3 years ago

A novel steroid-coenzyme A ligase from Novosphingobium sp. strain Chol11 is essential for an alternative degradation pathway for bile salts.

Johannes Holert, Sven Thierbach, Bodo Philipp, Kevin Christopher Ludwig, Onur Yücel
Bile salts such as cholate are steroid compounds with a C5 carboxylic side chain and occur ubiquitously in vertebrates. Upon their excretion into soils and waters bile salts can serve as growth substrates for diverse bacteria. Novosphingobium sp. strain Chol11 degrades 7-hydroxy bile salts via 3-keto-7-deoxy-Δ(4,6) metabolites by dehydration of the 7-hydroxyl group catalyzed by the 7α-hydroxysteroid dehydratase Hsh2. This reaction has not been observed in the well-studied 9-10-seco degradation pathway used by other steroid-degrading bacteria indicating that strain Chol11 uses an alternative pathway. A reciprocal BLASTp analysis showed that known side chain degradation genes from other cholate-degrading bacteria (Pseudomonas stutzeri Chol1, Comamonas testosteroni CNB-2 and Rhodococcus jostii RHA1) were not found in the genome of strain Chol11. Characterization of a transposon mutant of strain Chol11 showing altered growth with cholate identified a novel steroid-24-oyl-coenzyme A ligase named Scl1. Unmarked deletion of scl1 resulted in a strong growth rate decrease with cholate, while growth with steroids with a C3-side chain or without a side chain was not affected. Intermediates with a 7-deoxy-3-keto-Δ(4,6) structure such as 3,12-dioxo-4,6-choldienoic acid (DOCDA) were shown to be likely physiological substrates of Scl1. Furthermore, a novel CoA-dependent DOCDA degradation metabolite with an additional double bond in the side chain was identified. These results support that Novosphingobium sp. strain Chol11 harbors an alternative pathway for cholate degradation, in which side chain degradation is initiated by the CoA-ligase Scl1 and proceeds via reaction steps catalyzed by so-far unknown enzymes different from other steroid degrading bacteria.IMPORTANCE This study provides further evidence of the diversity of metabolic pathways for the degradation of steroid compounds in environmental bacteria. The knowledge about these pathways contributes to the understanding of the CO2-releasing part of the global C-cycle. Furthermore, it is useful for investigating the fate of pharmaceutical steroids in the environment, some of which may act as endocrine disruptors.

• _DATASET ENTRIES_

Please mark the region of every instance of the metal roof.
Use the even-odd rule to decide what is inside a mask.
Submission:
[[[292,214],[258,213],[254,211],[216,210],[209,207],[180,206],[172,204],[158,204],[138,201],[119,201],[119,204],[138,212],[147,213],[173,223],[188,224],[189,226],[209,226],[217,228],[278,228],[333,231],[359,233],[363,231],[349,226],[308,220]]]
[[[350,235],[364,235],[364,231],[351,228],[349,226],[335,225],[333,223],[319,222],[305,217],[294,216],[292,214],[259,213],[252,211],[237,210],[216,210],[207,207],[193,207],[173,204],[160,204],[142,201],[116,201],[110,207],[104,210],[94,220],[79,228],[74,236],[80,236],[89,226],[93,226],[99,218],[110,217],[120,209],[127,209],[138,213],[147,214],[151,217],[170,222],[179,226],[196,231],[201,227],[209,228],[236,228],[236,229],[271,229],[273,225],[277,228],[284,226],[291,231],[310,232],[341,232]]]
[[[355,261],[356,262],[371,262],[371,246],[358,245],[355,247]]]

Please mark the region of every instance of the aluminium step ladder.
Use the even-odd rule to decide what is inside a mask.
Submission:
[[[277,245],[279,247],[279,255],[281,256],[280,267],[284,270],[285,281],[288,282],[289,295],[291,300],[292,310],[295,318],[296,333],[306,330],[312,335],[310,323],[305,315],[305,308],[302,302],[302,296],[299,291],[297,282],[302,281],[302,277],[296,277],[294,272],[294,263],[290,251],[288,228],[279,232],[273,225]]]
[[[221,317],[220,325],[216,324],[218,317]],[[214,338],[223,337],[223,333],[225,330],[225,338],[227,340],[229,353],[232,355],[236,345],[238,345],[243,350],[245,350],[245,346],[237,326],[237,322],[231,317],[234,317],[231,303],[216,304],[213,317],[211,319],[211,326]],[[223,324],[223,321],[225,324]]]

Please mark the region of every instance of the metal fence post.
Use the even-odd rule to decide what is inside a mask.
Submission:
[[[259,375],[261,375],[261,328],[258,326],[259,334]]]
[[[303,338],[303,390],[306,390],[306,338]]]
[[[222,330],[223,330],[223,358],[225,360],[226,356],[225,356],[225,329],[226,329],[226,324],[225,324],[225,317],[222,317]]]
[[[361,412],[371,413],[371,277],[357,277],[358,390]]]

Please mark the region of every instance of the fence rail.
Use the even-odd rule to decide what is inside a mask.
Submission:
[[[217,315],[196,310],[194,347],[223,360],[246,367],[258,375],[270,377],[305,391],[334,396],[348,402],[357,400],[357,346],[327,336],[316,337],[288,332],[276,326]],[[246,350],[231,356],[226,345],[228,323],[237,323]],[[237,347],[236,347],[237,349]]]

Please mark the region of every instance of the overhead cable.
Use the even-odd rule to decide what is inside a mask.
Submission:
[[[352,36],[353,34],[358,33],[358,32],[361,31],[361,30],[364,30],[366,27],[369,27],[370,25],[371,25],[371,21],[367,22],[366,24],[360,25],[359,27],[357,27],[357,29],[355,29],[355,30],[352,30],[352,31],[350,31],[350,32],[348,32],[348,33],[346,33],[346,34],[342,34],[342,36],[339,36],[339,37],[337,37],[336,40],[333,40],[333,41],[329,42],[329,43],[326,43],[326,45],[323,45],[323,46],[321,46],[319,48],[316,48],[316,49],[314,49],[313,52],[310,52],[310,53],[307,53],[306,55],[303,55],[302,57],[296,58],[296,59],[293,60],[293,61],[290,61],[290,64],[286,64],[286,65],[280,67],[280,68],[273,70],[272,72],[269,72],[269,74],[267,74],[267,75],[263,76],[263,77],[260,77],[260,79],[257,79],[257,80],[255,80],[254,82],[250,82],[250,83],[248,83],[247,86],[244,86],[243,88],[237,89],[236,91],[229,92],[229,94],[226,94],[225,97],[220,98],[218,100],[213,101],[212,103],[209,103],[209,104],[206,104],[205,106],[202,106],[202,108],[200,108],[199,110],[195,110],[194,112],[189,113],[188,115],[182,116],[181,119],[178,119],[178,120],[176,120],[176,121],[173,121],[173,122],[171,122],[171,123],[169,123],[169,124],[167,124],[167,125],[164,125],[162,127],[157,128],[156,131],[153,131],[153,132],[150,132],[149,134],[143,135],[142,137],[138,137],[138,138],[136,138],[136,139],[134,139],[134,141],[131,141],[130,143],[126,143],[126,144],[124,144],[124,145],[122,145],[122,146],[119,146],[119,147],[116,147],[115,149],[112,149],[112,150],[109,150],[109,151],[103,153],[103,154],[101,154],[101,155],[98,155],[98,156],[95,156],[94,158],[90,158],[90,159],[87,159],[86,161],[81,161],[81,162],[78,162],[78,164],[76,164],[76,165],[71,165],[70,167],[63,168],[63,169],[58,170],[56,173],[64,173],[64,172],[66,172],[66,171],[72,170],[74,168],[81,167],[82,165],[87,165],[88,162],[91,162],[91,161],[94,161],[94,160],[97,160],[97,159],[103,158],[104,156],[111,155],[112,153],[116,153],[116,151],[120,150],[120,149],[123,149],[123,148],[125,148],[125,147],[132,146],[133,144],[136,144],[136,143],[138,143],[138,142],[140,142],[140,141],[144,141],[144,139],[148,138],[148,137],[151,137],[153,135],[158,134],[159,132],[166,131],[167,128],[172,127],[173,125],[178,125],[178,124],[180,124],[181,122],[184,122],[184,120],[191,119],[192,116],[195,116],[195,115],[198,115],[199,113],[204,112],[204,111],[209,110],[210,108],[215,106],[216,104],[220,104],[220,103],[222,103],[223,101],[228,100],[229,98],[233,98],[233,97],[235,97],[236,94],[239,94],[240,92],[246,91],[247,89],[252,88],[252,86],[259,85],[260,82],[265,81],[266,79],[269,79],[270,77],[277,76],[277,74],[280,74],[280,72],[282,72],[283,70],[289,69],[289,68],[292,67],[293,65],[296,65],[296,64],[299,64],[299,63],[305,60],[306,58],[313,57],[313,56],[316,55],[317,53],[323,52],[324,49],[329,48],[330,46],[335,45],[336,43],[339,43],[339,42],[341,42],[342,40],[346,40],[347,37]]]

• _TASK DETAILS_
Rewrite the bile salt abstract starting at "3 years ago" and ending at "for bile salts.", with "ligase" changed to "synthetase".

• _PROBLEM SOLUTION_
3 years ago

A novel steroid-coenzyme A synthetase from Novosphingobium sp. strain Chol11 is essential for an alternative degradation pathway for bile salts.